Search the entries for the string "Task" and give the number of lines that hold it, nothing more.

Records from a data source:
- - - -

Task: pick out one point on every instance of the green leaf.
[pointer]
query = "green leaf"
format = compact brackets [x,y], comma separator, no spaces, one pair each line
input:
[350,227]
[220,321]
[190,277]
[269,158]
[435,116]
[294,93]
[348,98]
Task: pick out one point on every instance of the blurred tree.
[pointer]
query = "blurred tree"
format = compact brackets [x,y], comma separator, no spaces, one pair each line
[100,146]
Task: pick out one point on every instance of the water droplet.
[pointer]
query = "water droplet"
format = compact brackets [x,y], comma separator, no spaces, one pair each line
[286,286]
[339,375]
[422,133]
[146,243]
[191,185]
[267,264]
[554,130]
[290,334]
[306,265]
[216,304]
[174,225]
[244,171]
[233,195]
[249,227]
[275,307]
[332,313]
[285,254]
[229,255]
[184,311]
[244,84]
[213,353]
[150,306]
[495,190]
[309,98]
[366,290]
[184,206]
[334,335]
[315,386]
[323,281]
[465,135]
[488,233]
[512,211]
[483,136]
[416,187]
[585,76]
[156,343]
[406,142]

- - - -

Finished exercise - 3